▶ **Task**: From the records below, find each line with the string "pine" and copy it.

▶ **Entries supplied**:
══════

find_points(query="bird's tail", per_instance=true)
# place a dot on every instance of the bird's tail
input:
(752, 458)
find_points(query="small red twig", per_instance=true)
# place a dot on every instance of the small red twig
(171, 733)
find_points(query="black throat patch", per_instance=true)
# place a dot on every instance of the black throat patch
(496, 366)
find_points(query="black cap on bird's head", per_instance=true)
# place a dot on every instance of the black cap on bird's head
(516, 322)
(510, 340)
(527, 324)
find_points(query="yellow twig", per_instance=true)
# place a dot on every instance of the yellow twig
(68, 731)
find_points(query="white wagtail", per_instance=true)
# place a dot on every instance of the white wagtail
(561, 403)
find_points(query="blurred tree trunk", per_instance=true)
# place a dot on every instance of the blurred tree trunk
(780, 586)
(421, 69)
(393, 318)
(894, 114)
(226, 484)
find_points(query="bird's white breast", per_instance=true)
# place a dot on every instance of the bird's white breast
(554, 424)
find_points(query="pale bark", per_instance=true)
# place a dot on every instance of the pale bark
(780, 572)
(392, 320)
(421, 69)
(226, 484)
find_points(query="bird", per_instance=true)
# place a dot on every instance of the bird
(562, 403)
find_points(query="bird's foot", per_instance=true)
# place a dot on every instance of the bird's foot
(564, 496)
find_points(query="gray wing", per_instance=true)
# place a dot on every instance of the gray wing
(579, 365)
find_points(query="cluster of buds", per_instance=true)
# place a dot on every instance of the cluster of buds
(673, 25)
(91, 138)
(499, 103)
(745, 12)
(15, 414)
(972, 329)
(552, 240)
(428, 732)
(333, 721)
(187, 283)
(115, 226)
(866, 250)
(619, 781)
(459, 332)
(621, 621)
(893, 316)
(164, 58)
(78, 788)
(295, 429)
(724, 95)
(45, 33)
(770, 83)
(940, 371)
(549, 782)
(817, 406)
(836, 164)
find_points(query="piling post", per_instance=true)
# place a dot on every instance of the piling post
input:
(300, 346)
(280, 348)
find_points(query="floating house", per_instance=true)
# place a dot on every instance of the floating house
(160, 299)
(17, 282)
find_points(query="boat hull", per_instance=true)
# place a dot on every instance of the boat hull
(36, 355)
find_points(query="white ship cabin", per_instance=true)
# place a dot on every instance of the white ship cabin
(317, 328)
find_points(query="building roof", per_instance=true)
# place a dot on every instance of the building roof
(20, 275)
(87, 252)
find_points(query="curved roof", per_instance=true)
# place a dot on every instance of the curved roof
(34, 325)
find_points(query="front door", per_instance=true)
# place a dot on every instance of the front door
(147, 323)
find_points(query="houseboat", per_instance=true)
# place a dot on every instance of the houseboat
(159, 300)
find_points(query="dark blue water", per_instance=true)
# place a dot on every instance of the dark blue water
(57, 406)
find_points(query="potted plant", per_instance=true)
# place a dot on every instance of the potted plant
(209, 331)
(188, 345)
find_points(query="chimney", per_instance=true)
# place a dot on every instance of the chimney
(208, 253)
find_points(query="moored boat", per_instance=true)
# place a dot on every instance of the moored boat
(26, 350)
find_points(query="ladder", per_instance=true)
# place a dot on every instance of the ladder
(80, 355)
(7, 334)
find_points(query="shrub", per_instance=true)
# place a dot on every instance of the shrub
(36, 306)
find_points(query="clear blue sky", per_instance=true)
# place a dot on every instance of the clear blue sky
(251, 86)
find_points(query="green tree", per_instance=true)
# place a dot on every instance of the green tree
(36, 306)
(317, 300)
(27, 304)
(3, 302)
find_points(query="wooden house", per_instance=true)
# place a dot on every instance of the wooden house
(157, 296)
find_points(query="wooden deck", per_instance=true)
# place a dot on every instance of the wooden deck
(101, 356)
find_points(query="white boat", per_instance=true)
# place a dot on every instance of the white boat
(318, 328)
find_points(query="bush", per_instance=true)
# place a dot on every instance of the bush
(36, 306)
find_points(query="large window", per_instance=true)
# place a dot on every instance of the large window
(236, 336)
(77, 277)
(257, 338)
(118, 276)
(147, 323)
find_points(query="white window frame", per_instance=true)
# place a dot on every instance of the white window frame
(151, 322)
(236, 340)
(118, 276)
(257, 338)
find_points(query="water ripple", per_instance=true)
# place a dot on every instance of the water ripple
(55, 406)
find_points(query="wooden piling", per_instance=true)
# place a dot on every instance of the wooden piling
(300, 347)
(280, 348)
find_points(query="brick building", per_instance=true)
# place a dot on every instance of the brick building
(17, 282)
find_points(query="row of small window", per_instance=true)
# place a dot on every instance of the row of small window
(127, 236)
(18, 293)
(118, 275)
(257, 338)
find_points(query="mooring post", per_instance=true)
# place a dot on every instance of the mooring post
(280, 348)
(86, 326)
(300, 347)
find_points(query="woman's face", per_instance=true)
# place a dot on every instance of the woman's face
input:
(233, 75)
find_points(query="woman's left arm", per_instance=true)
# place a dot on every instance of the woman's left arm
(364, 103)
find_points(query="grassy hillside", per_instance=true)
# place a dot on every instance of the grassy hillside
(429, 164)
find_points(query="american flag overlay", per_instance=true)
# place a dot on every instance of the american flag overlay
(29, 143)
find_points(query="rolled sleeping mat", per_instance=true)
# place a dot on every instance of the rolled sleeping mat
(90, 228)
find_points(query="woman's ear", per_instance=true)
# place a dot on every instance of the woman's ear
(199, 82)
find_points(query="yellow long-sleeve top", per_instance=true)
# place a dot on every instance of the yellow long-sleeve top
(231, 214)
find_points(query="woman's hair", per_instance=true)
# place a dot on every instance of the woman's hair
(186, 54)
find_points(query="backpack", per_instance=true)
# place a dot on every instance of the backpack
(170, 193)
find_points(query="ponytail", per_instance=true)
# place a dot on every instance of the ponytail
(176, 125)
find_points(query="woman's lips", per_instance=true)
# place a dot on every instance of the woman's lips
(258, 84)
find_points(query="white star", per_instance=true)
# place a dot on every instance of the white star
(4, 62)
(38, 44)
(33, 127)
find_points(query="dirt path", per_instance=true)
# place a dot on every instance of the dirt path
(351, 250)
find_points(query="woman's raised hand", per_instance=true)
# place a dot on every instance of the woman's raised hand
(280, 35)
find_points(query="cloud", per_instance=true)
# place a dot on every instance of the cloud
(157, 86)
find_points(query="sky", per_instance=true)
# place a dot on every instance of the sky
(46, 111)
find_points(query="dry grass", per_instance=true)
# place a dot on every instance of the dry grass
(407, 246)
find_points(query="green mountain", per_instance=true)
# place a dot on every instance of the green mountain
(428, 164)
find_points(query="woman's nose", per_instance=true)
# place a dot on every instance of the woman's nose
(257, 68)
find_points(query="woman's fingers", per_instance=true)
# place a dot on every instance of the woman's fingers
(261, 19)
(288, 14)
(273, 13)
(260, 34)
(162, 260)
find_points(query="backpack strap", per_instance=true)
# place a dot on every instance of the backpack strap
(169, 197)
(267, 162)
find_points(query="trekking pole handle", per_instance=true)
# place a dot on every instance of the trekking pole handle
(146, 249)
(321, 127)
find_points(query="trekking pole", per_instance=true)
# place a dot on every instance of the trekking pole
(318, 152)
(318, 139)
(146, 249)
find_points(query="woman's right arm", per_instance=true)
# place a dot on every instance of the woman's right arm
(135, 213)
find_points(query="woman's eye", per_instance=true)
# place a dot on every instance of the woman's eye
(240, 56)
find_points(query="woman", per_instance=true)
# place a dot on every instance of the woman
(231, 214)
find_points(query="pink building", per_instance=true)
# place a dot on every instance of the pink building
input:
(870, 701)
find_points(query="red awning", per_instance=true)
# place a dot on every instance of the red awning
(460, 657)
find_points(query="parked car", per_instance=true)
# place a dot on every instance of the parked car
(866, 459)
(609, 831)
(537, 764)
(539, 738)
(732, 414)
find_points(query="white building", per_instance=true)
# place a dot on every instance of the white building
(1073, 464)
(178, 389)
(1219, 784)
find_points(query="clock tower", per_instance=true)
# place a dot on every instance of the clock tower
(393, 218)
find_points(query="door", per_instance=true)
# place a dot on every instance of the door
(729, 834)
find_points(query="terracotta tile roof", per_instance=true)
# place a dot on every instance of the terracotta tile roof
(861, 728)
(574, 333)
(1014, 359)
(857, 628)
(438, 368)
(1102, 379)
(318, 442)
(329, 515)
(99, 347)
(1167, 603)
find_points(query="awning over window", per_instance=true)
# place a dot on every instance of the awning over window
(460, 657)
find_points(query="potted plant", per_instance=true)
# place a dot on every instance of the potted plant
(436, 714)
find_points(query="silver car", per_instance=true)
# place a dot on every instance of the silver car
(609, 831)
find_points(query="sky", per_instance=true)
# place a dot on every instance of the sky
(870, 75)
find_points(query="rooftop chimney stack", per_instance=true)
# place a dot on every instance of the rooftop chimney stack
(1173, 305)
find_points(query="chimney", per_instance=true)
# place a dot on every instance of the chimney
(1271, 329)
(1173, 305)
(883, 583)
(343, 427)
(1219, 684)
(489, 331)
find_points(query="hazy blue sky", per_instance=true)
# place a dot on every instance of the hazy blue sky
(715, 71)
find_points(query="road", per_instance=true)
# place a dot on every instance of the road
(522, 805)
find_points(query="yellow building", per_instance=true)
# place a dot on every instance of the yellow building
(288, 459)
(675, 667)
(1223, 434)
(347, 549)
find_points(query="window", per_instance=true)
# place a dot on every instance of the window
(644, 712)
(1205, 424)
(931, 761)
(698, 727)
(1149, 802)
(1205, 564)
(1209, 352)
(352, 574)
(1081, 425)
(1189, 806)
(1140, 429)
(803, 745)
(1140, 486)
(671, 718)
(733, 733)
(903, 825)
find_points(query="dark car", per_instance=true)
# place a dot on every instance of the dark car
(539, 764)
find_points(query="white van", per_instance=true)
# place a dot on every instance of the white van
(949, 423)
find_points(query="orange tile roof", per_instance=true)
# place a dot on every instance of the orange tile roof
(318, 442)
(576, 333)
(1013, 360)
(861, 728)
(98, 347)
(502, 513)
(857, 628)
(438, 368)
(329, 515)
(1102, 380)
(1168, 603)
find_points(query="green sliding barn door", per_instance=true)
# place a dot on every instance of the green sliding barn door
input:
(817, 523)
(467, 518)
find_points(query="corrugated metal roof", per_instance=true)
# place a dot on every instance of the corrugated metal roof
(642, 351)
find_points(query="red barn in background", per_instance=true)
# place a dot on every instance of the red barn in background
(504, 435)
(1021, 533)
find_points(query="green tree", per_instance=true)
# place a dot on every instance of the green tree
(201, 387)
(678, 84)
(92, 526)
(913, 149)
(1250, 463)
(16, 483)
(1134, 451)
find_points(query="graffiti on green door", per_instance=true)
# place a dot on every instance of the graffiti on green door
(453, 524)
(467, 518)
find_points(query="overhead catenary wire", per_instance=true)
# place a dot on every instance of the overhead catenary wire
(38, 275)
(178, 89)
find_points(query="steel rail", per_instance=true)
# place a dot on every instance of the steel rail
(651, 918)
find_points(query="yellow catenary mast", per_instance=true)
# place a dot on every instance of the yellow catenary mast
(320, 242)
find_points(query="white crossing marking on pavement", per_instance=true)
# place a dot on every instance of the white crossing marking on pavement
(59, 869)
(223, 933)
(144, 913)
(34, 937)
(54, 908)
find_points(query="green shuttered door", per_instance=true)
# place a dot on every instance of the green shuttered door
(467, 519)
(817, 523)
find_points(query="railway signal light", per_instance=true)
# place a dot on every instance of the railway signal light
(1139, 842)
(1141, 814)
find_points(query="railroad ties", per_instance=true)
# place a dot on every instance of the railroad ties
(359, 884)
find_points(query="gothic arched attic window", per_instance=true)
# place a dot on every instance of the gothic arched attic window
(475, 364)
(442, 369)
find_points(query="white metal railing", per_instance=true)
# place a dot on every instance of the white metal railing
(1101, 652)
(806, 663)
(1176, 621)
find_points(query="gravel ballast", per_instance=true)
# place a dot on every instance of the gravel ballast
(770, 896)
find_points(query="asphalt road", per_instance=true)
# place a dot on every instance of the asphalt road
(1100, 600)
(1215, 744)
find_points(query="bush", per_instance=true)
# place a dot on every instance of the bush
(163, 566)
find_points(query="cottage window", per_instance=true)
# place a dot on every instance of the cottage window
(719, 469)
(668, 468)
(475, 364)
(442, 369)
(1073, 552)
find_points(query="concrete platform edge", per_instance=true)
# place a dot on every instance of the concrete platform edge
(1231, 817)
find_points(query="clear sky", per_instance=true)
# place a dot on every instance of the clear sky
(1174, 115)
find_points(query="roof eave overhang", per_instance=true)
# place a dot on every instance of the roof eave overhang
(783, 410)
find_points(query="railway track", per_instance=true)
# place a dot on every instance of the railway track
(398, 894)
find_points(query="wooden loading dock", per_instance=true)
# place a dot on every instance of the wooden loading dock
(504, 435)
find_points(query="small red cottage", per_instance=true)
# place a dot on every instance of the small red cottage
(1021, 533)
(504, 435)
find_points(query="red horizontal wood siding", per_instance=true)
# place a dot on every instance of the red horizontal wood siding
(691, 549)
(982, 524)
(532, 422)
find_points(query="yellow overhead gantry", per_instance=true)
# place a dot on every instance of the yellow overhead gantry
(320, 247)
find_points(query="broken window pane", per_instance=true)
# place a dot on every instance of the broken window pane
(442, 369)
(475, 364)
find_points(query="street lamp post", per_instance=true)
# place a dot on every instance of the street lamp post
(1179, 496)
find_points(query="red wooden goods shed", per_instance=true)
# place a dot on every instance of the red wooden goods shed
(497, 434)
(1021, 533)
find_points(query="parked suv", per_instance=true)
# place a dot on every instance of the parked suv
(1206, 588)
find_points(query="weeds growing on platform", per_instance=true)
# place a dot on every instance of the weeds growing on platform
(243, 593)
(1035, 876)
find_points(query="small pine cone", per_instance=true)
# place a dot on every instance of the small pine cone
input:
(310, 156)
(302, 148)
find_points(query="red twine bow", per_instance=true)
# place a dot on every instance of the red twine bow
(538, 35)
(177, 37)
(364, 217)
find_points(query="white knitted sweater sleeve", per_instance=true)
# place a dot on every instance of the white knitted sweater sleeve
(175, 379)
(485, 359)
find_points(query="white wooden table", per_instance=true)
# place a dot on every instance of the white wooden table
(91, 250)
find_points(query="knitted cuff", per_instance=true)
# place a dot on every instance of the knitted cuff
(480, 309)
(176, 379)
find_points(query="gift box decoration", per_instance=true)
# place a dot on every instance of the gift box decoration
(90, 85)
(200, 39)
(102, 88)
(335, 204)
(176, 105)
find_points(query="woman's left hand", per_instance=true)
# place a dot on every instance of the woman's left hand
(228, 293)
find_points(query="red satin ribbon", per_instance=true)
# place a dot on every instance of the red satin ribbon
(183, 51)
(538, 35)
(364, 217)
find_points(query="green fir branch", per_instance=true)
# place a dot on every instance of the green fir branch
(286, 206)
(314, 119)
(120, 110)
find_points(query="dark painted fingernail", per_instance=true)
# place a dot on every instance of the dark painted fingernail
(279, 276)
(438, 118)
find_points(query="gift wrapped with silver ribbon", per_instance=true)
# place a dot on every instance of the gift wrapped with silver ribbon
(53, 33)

══════

▶ **Solution to the problem**:
find_points(query="small pine cone", per_instance=true)
# place a dot on every instance of the small pine cone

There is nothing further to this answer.